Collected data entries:
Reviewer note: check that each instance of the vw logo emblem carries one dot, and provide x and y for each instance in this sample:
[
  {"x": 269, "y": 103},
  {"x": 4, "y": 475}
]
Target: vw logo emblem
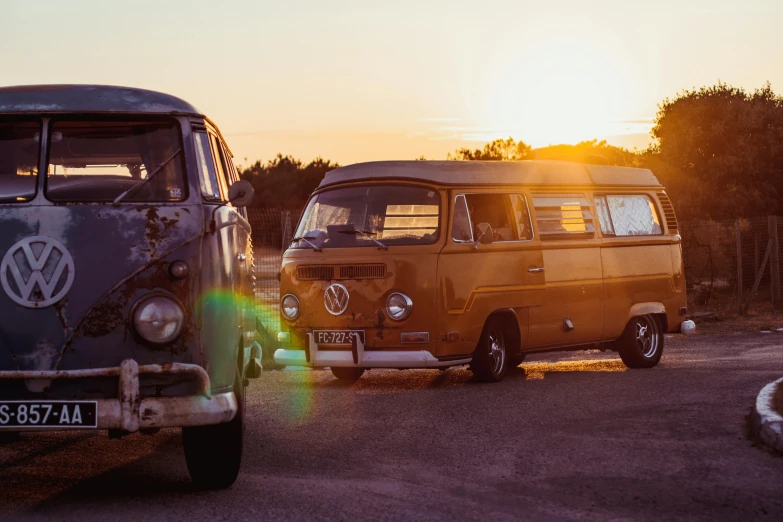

**JOB**
Write out every line of the records above without changing a word, and leave the pictures out.

**OUTPUT OF THE TASK**
Reviewer note: check that each instance of the vw logo emblem carries one dot, and provide x and y for each instance in this sample:
[
  {"x": 269, "y": 103},
  {"x": 4, "y": 475}
]
Target: vw logo emblem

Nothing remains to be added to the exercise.